**** EXTRACTED INFORMATION ****

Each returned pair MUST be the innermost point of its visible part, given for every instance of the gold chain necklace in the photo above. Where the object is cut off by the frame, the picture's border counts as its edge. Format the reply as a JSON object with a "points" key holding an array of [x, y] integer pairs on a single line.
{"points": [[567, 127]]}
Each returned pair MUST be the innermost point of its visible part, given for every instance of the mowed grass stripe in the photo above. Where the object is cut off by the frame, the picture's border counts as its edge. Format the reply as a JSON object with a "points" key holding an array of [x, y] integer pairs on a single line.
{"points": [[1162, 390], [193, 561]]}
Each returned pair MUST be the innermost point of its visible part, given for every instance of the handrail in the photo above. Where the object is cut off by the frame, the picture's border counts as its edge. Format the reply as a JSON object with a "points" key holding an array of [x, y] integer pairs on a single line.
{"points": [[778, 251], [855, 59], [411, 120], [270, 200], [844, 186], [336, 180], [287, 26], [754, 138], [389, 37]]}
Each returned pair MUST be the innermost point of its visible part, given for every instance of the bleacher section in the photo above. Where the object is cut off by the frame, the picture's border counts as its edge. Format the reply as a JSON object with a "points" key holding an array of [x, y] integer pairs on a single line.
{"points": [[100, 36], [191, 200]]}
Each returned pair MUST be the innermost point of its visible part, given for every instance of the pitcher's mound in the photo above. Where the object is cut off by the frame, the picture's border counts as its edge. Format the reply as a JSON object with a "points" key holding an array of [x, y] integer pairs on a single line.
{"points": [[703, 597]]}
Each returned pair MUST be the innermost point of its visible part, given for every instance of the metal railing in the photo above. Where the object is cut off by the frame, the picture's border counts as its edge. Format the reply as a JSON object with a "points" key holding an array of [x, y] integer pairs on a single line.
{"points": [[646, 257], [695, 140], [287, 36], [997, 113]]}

****

#### PROBLEM DESCRIPTION
Every piece of the data must be set down exactly. Omit nothing.

#### ANSWER BELOW
Each returned pair MUST be the innermost point of its visible part, given for every instance of the gold chain necklace in the photo above. Where the object is cut off by the frame, the picture's border counts as its edge. Format the reply as a JSON object with a "points" key holding an array of [x, y] integer pairs on a single line.
{"points": [[567, 127]]}
Each returned pair MUST be the innermost point of its visible part, given for every instance of the mowed grass stripe in the photo above. Where the object is cut off by the frame, the picture's border counts as its edge. Format the reply as a JSON object with a "points" key holding an array of [x, y] integer pairs on a single line.
{"points": [[1162, 390], [193, 561]]}
Each returned pair MUST be the innermost point of its visible part, given for every instance of the handrail in the photo above. Where the object is cut off by the frame, the picture's border counts as its edge. Format the reply as a JSON object with a "points" key holding an array of [x, y] integer pairs on a single line.
{"points": [[778, 251], [855, 59], [411, 120], [270, 200], [844, 186], [336, 180], [287, 26], [754, 138], [389, 37]]}
Each returned pair MUST be the innermost point of its visible part, given for every instance of the bleacher section in the photo above. Where the object is cut off by the frame, the picture's border counts as its edge. Format the reply as a JSON object with a "points" key holding an array of [x, y] integer pairs on a single line.
{"points": [[100, 36], [191, 200]]}
Each returned pair MUST be the innermost point of its visible part, given for every instance of the pitcher's mound in the photo above. Where the object is cut off by the frame, the picture's border counts as its edge. Format the reply as a JSON object with a "points" key holding an array of [x, y] integer pairs on a single line.
{"points": [[703, 597]]}
Each returned pair MUST be the innermost point of its visible part, given for every instance of the metal railing in the photo above. Where the object is cut off by the frame, the picture's border counts as its edge. Format the reply as a JSON object with a "points" key holding an array of [x, y] integer pairs on a single line.
{"points": [[646, 257], [695, 140], [287, 36], [997, 113]]}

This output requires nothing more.